» SET TASKS:
1. Answer these questions about the post on software projects at the College:
(a) How much time was the team given to put the Research Symposium application together?
(b) Who had been appointed interim Dean of the College?
(c) Which groups at the College did the task force poll?
2. Pick up the post on software projects at the College after its last sentence and keep writing it.

» EXCERPT PROVIDED:
START
I know this is getting to be quite a long post, but I intend to encapsulate my entire experience at the College prior to my departure. For you software developers, this is the section for you.

The first major software project undertaking wasn’t the new College web site, nor was it the revamp of the ITS web site. Instead, it was the Research Symposium. This was a quickly assembled web application that didn’t have an administrative interface. It was dynamically-driven, but required manual entry of all information into the database. Why? Because we were given less than 3 weeks to put this application together and get information out to the public before the event occurred. Why so quickly? Our Assistant Dean of Research, Lou Tassinary, continued to allow late submissions to the symposium - up until about a week before the event occurred. This prevented the book that typically goes along with the symposium from being sent to the publisher with enough lead time for it to be available by the event. Thus, the alternative was the web application.

Once that was complete, our focus did shift to the main College of Architecture web site. By this point in time, Jorge Vanegas had been appointed the interim Dean of the College and set our goals for revamping the College’s web site. He set up the task force that included myself and my graduate assistants, and Phillip Rollfing and his grad assistants. We set about by polling everyone at the College (Staff, Faculty, and Students) what they thought was deficient, could be improved, etc. Furthermore, we applied what we knew was missing and validated those assumptions with the results that came back from the polls we performed.
END
» MATERIAL PROVIDED:
START
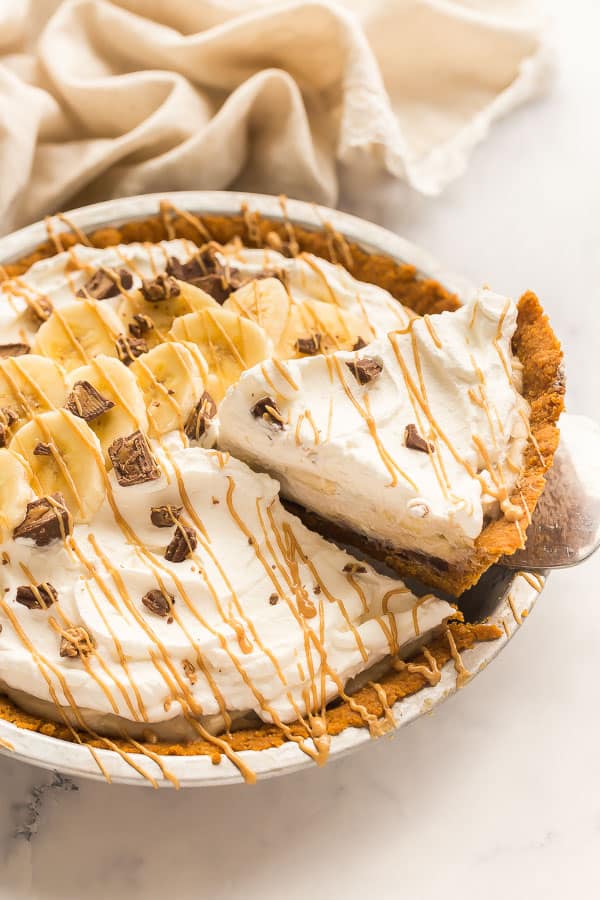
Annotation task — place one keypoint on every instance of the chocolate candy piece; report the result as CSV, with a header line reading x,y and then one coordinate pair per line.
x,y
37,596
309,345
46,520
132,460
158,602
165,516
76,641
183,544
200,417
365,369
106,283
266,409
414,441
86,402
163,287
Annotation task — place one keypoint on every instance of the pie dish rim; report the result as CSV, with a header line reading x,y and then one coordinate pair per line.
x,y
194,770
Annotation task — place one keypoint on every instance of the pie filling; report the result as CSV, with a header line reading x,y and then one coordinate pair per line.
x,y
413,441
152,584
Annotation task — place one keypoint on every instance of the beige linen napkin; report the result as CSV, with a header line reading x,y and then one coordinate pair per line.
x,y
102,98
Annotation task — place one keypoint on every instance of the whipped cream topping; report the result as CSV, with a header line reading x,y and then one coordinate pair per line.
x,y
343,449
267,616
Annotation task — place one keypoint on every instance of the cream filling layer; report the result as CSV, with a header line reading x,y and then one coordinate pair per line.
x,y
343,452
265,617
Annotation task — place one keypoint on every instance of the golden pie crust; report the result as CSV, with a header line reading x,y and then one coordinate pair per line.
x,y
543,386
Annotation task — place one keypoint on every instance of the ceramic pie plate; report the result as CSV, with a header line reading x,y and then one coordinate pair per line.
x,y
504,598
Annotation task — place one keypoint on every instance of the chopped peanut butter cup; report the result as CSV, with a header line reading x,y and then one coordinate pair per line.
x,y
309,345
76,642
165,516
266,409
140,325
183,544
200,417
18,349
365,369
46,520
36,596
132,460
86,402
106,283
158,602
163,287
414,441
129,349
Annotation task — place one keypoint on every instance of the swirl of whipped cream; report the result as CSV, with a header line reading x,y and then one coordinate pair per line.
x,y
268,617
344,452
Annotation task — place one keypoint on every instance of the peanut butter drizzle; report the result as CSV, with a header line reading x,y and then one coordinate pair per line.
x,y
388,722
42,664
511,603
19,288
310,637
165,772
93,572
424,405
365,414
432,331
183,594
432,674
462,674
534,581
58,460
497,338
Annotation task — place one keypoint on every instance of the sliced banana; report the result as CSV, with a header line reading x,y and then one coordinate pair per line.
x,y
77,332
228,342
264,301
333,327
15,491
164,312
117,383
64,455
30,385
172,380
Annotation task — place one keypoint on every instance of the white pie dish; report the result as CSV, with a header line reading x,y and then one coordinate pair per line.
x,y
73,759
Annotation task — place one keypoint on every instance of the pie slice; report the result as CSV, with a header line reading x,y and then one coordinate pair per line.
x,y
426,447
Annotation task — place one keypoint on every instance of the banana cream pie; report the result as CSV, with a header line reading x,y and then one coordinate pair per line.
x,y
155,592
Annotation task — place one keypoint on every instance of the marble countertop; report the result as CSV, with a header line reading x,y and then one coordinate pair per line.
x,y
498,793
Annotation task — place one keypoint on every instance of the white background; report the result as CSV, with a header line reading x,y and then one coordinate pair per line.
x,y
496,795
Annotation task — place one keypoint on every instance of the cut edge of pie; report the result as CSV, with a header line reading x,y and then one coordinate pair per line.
END
» RESULTS FOR EACH TASK:
1.
(a) Less than 3 weeks.
(b) Jorge Vanegas.
(c) Staff, faculty, and students.

2.
Before we even started considering a design, we needed to figure out the information architecture for the new site. We did this by analyzing what information we had that we must keep, what we needed to enhance, and ultimately, what we needed to add. From there, we had to figure out how best to organize it in order to drive users to the parts of the web site they want to get to. This was at least a one-month endeavor that entailed researching patterns of information architecture from other web sites, performing research by other information architects, etc. in order to finally decide in our final architecture.

The last step before we could start working on the design was to figure out what dynamic elements we needed to have on the site. We knew that we would want a calendar of events and the top-most articles from the archone newsletter, but we also needed to consider what else might appear on the front of the web site. Once we figured that we needed spaces that could be interchanged into thirds, we set our designers to the task of developing a design for the site. While they did that, I started on the framework for our new web presence.

At this point, some of y’all will be asking why I didn’t just simply start integrating the design within an existing CMS such as Plone, Drupal, or Wordpress. First: Wordpress is not a CMS. My arguments regarding this can easily take up another blog post, so I won’t discuss this here. But, the ultimate reason we were developing our own framework was because we weren’t rolling our own CMS. The Division of Marketing & Communications at the university level were working with the TAMU developer and systems administrator community to stand up and host a truly enterprise CMS - Percussion. This CMS worked exactly as I would want it to - it provided the appropriate controls to allow site administrators to setup the workflows of approvals that content changes would have to go through before being published, gave the ability to integrate (some) dynamic information that would be shared across multiple sites, and most importantly, was distributed. By distributed, I mean it is a push-based CMS. This was more idealistic than a database-driven CMS for multiple reasons:

  • If your database goes down, your web site goes down. With static pages, your web site does not necessarily have to go down if your database goes down.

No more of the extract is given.